Transcribe the portion of the book review below that begins with the words "Wall Street’s Think Tank shows" and stops after "Press, 2015), 352pp.".

*Passage*
——————
Wall Street’s Think Tank shows that the Council on Foreign Relations is a pivotal institution for the US ruling class, finds Dominic Alexander
Laurence H. Shoup, Wall Street’s Think Tank: The Council on Foreign Relations and the Empire of Neoliberal Geopolitics, 1976-2014 (Monthly Review Press, 2015), 352pp.
The thoughts of the ruling class are ruling thoughts, to paraphrase Marx.[1] This is because the dominant mode of production sets a framework whereby the logic of economy and society creates an appearance of reality that is in conformity with the interests of the ruling class. That is to say, what suits the ruling class appears to be common sense. Yet, at the same time, class societies produce severe contradictions, so that people in general have experiences which produce alternative and critical views of the prevalent social reality. Opposition to the ruling class and its systems of exploitation therefore also occurs naturally. As social consciousness is contradictory in this way, resistance and revolution is a possibility.
This is why the ruling class can never be passive, and simply expect the existing structure of society to reproduce smoothly the conditions for its existence. The capitalist class must organise to promote its vision of economy and society, and to maintain its dominant position. It is the argument of Laurence Shoup in Wall Street’s Think Tank that the American institution known as The Council on Foreign Relations is not just another right-wing institute, but is a key organisation for the co-ordination of the capitalist ruling class, particularly in the US, but also, to a significant degree, internationally. Through the CFR, whole networks of the ruling class are knit together, and come to common agreement about the policies and programmes that will sustain capitalism in the US and the world:
‘The Council’s activities are thus a key way that the ideological hegemony of the capitalist class is established and maintained, while developing and implementing the policies that make this class a ruling class, a class for itself’ (p.130).
That last phrase is a crucial one: class is something that is not merely a passive, objective structure. It is the creation of the conscious activity of members of that class, who form common bonds and ideological understandings. This solidifies a group of people who share the same economic position into a self-conscious class capable of political action. Socialists are accustomed to discussing these issues in relation to the working class and the task of developing class consciousness, so that the proletariat becomes indeed a ‘class for itself’. It should not, however, be forgotten, that the ruling class also needs to maintain its own consciousness and coherence in order to perpetuate its hegemony over society.
Shoup is convincing that the CFR is more than simply a well-connected establishment think tank, although at base, that is exactly what it is. It produces innumerable policy papers and reports; holds conferences and meetings; has a large number of affiliated academics, as well as many in-house ‘scholars’. These employees staff dedicated policy working-groups on particular issues, for example on systems of health care, or solutions to climate change, in which the recommendations are invariably ‘market-based’. Alongside the professional intellectuals, there are all the CFR leaders and members ‘who pass through the revolving door of the federal government, to high positions of authority, no matter who is elected’ (p.9).
The CFR originated in 1921 with the merger of two organisations focused on international issues of business and commerce, with connections to the US government, Wall Street, and to a British sister organisation, the Royal Institute of International Affairs, commonly referred to as Chatham House (p.13). By 2015, the organisation had over 5,000 individual members, with 170 corporations affiliated as corporate members, together with ‘a staff of over 330, supported by an annual budget of about $60 million and assets of almost $492 million’ (p.11).
——————
*Data entries*
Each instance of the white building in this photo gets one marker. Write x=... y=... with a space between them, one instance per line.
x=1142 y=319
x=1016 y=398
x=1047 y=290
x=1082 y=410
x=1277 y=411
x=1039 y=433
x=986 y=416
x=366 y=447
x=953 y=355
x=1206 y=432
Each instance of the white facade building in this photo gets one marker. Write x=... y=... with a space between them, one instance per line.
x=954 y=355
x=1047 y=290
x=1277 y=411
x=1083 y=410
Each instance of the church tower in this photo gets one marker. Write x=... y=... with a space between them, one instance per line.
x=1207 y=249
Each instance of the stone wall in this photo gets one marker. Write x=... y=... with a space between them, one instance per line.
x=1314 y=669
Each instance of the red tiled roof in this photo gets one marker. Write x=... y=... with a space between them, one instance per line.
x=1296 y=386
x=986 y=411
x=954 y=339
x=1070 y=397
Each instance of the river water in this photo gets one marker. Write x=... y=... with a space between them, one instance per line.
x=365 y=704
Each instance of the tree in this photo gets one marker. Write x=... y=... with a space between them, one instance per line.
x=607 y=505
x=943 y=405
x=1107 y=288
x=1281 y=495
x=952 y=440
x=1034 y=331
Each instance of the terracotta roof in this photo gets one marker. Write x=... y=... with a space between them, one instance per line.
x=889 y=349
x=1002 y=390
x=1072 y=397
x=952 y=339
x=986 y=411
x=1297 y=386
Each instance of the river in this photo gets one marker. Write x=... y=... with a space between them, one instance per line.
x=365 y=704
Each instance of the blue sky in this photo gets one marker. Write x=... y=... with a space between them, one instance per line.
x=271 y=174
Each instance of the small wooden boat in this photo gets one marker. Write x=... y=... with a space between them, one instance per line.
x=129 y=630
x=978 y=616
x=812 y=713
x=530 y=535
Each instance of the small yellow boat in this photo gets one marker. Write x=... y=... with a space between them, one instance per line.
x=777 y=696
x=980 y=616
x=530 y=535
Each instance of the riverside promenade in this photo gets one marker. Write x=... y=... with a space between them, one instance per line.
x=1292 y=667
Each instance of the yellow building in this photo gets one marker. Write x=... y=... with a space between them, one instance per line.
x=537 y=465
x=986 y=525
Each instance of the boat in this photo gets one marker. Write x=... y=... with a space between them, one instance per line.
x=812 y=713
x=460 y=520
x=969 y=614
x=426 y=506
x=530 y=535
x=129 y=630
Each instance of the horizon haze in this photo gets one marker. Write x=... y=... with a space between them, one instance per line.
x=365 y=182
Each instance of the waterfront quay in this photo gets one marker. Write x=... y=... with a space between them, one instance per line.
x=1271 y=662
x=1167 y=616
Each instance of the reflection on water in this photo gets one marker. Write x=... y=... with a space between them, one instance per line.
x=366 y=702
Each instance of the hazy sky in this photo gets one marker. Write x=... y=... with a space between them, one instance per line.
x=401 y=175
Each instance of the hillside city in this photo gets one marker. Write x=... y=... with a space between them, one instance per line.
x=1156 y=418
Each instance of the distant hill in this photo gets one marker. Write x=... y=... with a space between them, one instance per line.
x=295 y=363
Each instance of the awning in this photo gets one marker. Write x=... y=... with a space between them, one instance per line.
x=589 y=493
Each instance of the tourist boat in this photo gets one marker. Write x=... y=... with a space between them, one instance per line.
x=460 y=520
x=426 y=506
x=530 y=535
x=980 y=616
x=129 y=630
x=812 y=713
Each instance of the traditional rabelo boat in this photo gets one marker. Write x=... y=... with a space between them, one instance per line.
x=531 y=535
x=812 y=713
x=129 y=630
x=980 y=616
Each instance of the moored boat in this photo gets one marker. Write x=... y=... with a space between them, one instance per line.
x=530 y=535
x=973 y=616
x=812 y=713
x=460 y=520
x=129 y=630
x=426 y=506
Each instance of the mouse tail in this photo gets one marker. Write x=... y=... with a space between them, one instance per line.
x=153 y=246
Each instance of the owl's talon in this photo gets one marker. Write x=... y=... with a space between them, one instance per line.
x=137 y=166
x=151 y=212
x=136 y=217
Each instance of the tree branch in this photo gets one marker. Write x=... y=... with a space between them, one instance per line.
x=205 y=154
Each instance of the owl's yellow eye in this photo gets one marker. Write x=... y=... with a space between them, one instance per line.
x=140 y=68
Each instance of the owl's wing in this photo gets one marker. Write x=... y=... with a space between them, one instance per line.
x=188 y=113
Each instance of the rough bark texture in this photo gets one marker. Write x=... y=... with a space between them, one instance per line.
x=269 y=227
——————
*Completed exercise*
Wall Street’s Think Tank shows that the Council on Foreign Relations is a pivotal institution for the US ruling class, finds Dominic Alexander
Laurence H. Shoup, Wall Street’s Think Tank: The Council on Foreign Relations and the Empire of Neoliberal Geopolitics, 1976-2014 (Monthly Review Press, 2015), 352pp.